• Listing:
— begin —
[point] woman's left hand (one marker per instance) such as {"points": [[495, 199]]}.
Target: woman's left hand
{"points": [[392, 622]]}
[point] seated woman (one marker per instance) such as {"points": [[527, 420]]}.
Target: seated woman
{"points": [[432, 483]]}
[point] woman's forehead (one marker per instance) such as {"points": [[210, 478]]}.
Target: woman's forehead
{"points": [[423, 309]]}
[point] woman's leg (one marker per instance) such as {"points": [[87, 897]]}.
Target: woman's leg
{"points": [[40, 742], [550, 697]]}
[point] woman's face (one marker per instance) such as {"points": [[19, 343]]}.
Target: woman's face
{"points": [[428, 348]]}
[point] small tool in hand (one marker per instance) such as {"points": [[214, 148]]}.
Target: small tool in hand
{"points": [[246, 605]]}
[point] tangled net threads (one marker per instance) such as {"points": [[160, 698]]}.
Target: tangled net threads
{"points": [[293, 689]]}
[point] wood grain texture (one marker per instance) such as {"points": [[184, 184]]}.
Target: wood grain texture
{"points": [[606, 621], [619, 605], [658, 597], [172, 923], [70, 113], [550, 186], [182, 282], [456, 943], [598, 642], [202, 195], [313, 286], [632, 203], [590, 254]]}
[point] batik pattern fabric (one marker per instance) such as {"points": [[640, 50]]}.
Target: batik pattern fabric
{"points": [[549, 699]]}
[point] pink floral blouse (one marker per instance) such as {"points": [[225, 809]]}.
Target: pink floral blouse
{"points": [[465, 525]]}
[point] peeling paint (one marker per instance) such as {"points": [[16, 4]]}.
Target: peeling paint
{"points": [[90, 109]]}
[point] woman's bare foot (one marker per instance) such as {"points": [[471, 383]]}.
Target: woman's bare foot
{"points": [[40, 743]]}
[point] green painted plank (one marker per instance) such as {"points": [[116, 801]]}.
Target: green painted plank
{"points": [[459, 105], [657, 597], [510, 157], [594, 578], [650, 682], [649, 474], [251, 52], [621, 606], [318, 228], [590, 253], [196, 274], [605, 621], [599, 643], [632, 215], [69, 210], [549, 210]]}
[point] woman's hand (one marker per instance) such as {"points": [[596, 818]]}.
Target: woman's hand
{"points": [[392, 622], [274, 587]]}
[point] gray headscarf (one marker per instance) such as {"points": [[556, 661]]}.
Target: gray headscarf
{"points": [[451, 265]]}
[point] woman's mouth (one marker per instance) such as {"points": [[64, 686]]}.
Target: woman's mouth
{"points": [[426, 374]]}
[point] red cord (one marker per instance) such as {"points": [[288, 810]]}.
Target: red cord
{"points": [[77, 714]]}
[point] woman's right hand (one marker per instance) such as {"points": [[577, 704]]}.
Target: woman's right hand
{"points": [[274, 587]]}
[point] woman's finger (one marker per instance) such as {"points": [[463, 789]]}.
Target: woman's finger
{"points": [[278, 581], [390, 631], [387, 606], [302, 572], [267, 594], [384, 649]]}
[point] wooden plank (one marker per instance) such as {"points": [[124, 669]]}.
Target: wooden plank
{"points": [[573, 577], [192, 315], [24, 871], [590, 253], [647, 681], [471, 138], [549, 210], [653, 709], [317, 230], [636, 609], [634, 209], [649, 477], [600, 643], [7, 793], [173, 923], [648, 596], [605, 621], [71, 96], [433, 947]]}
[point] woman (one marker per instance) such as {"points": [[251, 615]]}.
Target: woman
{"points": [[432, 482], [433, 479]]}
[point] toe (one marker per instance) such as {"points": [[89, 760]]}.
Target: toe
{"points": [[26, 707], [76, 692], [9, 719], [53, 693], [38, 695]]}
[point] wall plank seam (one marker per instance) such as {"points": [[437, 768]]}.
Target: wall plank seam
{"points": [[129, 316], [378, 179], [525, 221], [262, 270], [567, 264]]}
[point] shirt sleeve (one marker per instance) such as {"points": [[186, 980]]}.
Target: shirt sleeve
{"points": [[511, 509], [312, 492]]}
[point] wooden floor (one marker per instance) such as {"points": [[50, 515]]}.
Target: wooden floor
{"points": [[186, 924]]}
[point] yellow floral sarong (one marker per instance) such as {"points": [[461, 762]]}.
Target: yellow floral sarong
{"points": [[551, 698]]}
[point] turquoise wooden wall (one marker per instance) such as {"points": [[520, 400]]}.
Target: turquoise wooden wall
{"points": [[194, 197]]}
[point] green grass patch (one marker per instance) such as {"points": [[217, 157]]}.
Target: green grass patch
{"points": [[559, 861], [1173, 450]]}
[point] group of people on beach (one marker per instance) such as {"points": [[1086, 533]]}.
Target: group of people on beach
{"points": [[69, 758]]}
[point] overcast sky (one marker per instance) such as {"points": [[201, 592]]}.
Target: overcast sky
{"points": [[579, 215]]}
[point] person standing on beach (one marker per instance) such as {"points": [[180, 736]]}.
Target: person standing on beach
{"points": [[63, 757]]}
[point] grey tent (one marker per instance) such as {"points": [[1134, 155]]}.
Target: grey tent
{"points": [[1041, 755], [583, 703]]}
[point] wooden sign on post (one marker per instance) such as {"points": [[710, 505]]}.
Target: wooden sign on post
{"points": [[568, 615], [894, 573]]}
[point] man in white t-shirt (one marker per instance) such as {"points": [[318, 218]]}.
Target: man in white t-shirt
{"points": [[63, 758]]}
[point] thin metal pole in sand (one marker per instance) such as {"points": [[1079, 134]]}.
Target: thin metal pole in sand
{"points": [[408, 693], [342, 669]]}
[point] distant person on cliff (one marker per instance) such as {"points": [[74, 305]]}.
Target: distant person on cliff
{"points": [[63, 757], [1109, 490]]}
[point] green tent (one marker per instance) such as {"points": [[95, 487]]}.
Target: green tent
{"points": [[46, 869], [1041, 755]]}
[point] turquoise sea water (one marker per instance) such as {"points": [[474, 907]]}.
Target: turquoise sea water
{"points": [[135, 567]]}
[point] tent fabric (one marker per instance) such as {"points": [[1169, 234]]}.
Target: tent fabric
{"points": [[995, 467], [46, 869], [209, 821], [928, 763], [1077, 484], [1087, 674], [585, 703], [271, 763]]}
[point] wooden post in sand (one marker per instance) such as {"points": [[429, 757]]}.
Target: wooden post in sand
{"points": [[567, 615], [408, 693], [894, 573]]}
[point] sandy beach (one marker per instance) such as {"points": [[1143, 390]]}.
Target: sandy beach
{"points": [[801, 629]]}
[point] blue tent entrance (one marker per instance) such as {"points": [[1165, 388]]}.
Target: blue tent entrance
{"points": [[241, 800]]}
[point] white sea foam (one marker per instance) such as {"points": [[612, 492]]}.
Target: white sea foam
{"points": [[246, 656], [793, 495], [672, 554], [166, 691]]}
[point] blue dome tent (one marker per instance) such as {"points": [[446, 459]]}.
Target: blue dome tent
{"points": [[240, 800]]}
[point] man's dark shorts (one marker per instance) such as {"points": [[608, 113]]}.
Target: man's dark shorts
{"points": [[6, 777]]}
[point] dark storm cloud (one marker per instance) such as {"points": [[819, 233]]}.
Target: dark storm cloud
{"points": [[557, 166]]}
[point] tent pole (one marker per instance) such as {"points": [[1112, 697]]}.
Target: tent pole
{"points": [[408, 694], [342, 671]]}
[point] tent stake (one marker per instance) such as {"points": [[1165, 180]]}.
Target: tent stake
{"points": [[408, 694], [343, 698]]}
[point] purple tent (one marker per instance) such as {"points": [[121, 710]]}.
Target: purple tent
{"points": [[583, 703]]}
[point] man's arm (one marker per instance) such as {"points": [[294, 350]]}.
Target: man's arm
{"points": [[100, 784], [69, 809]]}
— end —
• Requirements: Copy out the lines of the records from the one containing "[point] man's dark" through the end of the records, both ends included, without any change.

• Exercise solution:
[point] man's dark shorts (one marker per instance) such as {"points": [[608, 113]]}.
Target: man's dark shorts
{"points": [[6, 777]]}
[point] dark storm cloud (one marker per instance) such as {"points": [[819, 233]]}.
Target: dark storm cloud
{"points": [[557, 166]]}
[point] tent pole (one marker per instance) such as {"points": [[1112, 697]]}.
Target: tent pole
{"points": [[408, 694], [342, 671]]}
[point] tent stake (one marker per instance) such as {"points": [[1165, 180]]}.
Target: tent stake
{"points": [[408, 694], [343, 698]]}
[point] purple tent (one marker per instance) such as {"points": [[121, 710]]}.
Target: purple tent
{"points": [[583, 703]]}
[point] man's arm (one marker per instance) such as {"points": [[294, 350]]}.
Target: man's arm
{"points": [[100, 784], [69, 809]]}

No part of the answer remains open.